# START OF SOURCE EXTRACT

While it’s true that eXist has been around for some years now—in fact, for longer than many of the now popular NoSQL platforms—eXist has continued to innovate and evolve. eXist, while stable and widely used for many years, has now hit a milestone in its history where it can be considered “battle-worn”—a veteran, if you like (or as we like to say in software engineering, “mature”). We have considered writing a book on eXist for the past few years, but we now know that the time is right to share our knowledge with the world. Welcome eXist 2.0.

Who Is This Book For?

Perhaps we should first answer this question with another question: Who is eXist for?

eXist aims to meet the requirements of a wide user base, and therefore is probably the most feature-rich product in its class. eXist has been engineered over the years to meet the needs of users ranging from humanities students and professors undertaking interesting linguistic projects, to large international publishers working with millions of documents, to developers wishing to rapidly create document- and data-driven web applications, and most cases in between.

This book aims to meet the needs of a wide audience: from tinkerers, students, professors, and information managers right up to software engineers. This book assumes that you wish to learn and use eXist; if not, you may have bought the wrong book! No familiarity with eXist is assumed; we start with the basics and progresses to more complicated topics. This book does not set out to teach XML, XPath, XQuery, XSLT, XForms, or any of the other XML technologies. While of course you may gain an understanding of them from this book, there are other books and online resources available that focus on these topics as their raison d'être. We assume that you have a working knowledge of, or access to learning resources for, XML technologies.

As always, beginners should start at the beginning, while those who already have some experience with eXist may find new insights in Chapters 4 to 6 onward. We hope you will find the book an excellent reference resource.

Should you be looking for books on XML technologies, in our experience and from the feedback of colleagues and beginners we have met, it is a good idea to have a copy of XQuery by Priscilla Walmsley (O’Reilly) at hand, as XQuery is the predominant language used for working with eXist. For further useful resources, see “Additional Resources”.

Conventions Used in This Book

The following typographical conventions are used in this book:

Italic

Indicates new terms, URLs, email addresses, file- and pathnames, database collections, and file extensions.

Constant width

Used for program listings, as well as within paragraphs to refer to program elements such as variable or function names, module names, data types, environment variables, statements, and keywords. Also used for commands and command-line output, database user and group names, and permission modes.

Constant width italic

Shows text that should be replaced with user-supplied values or by values determined by context.

$EXIST_HOME

While $EXIST_HOME typically follows the Unix-like syntactical expression of an environment variable, it is used throughout the book to refer to the location where you have installed eXist, whether that be on a Windows/Linux/Mac or any other type of system. The corresponding expression for referencing the equivalent environment variable on Windows platforms would be %EXIST_HOME%.

TIP

This element signifies a tip or suggestion.

NOTE

This element signifies a general note.

Caution

This element indicates a warning or caution.

XQuery Filename Conventions

The XQuery specification as published by the W3C does not define a particular filename extension for XQuery files. The specification, however, does define two different types of XQuery module:

XQuery main module

A main module is defined as having a query body. Simply put, this means that an XQuery processor can directly evaluate the XQuery code in this file.

XQuery library module

A library module does not have a query body and must start with a module declaration. Again, simply put, this means that an XQuery processor cannot directly evaluate a library module; rather, the library module must be directly or indirectly imported into a main module.

# END OF SOURCE EXTRACT
# START OF STORED DATA

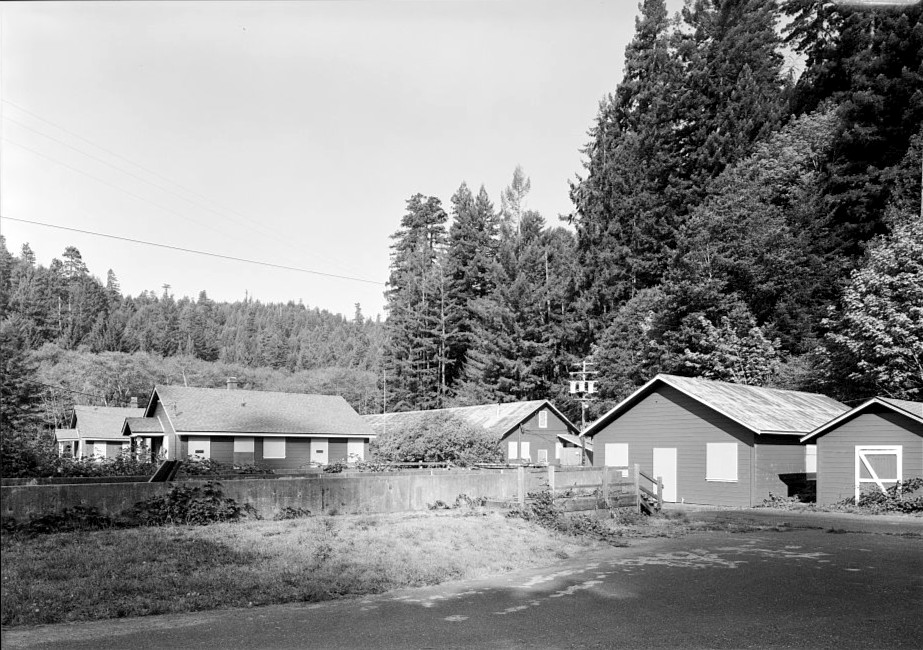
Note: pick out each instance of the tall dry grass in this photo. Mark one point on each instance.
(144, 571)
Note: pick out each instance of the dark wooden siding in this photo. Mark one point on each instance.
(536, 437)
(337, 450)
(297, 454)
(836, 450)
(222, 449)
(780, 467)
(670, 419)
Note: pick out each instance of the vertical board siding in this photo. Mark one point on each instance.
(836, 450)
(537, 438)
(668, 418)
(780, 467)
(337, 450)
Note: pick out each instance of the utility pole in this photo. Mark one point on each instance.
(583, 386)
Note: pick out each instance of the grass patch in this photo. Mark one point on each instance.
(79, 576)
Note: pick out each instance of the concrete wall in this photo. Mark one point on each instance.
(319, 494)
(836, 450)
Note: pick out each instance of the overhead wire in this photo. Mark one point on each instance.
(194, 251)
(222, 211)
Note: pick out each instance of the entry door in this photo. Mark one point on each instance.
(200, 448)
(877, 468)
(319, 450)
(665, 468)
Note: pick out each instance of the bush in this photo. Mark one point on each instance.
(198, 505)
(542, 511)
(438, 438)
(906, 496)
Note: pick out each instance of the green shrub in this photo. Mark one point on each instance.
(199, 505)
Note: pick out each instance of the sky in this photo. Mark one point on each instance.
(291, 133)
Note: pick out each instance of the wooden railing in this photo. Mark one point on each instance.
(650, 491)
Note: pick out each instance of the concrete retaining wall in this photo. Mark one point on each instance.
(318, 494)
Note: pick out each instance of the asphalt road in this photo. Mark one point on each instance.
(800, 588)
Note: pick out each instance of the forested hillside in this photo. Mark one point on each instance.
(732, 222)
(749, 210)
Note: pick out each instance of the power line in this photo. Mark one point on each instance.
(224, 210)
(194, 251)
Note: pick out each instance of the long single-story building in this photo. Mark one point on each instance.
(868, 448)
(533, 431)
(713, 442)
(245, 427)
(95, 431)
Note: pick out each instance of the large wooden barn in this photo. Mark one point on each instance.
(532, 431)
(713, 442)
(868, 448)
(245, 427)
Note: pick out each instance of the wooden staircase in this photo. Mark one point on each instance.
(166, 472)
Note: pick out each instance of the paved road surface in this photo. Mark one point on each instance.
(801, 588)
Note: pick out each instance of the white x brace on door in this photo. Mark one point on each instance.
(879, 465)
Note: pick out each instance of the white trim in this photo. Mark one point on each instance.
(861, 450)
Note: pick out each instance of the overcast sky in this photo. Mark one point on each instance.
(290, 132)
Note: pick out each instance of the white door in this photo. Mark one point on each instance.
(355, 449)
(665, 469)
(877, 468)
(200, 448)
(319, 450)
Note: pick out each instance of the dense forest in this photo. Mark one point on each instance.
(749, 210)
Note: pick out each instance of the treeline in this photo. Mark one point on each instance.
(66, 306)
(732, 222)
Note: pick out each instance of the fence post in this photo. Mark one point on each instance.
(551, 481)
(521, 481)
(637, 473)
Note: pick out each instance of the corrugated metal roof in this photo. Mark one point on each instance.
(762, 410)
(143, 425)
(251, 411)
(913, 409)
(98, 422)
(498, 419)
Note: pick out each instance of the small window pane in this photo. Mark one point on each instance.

# END OF STORED DATA

- **WHAT IS ASKED**
• A. In the eXist book preface, what expression refers to the eXist install location on Windows platforms?
• B. Turn the paragraph in the eXist book preface that begins "This book aims to meet the needs of a wide audience" into a short bulleted list that keeps its main facts.
• C. Carry on writing the eXist book preface from its last sentence.

- **ANSWERS PROVIDED**
• A. %EXIST_HOME%

• B.
- Audience: tinkerers, students, professors and information managers through to software engineers.
- It assumes the reader wants to learn and use eXist.
- No prior familiarity with eXist is needed. It starts with the basics and moves on to harder topics.
- It does not teach XML, XPath, XQuery, XSLT, XForms or other XML technologies. Other books and online resources cover those.
- Readers are expected to have a working knowledge of XML technologies or access to resources for learning them.

• C.
As a result, there has been a proliferation of different filename extensions used for XQuery files, including .xq, .xql, .xqm, .xqy, .xql, .xqws, and .xquery. Each XQuery implementation vendor, and even individual XQuery developers, seem to have their own ideas about XQuery file naming. Some projects differentiate between main and library modules by using two different file extensions, but which two is entirely inconsistent across projects. Other projects opt to use a single file extension and apply it to both main and library modules. This proliferation of different file extensions can be disorienting and leads to confusion when you’re approaching an existing code base.

eXist recognizes and supports XQuery files with any of the aforementioned file extensions, and will load and store them correctly into its database as XQuery. However, we believe that such an accumulation of different file extensions for what is effectively one or two (main and library) types of file is ridiculous and raises the barrier to truly reusable and portable XQuery code within projects, between projects, and across XQuery implementations.

This book takes the strong opinion that the following XQuery file extension convention should be used by at least all users of eXist, if not all XQuery developers:

.xq

The .xq filename extension is to be used for all main modules.

.xqm

The .xqm extension is to be used for all library modules. The m suffix in the file extension indicates that the XQuery module starts with a module declaration and is therefore a library module.

This convention is justified by the following points:

§ The ability to differentiate between main modules and library modules at the file level proves very useful within a large project. Especially if you are new to the project, you can easily and quickly locate the main entry points of the application.

§ This is not yet another new convention (standard); this is already the convention in at least one other project outside of eXist.

§ It is backward compatible with various approaches that have been adopted by eXist community members in the past.

Accompanying Source Code

Many of the code examples provided in the book and example programs that are discussed in the book are publicly available from GitHub at https://github.com/eXist-book, where we currently provide two repositories:

https://github.com/eXist-book/book-code

This encompasses all of the code that accompanies the book (i.e., XQuery, XSL-FO, XSLT, XForms, XML, Java, and Python), except for the examples discussed in Chapter 3.

For convenience, build scripts are included so that the majority of examples can be compiled into an EXPath Package file (see “Packaging”) that can be easily deployed into eXist, and the Java projects can be compiled into JAR files for use with eXist or from the command line.

https://github.com/eXist-book/using-exist-101

This is provided as a reference for the tutorials set out in Chapter 3. It is deliberately kept separate from the other code examples, as we felt that you would benefit more from following the tutorials and entering the code manually while considering each line of code that you are writing.

This repository is structured as an eXist backup. To restore the backup, see “Backup and Restore”.

Getting the Source Code

With either of our two GitHub repositories, to get a copy of the source code you need to ideally have Git installed. If you do not wish to install Git, it is also possible from the GitHub repositories to download a ZIP or compressed TAR file of the source code. However, using Git is recommended, as it will allow you to easily update the source code in the future, should we make any corrections or additions.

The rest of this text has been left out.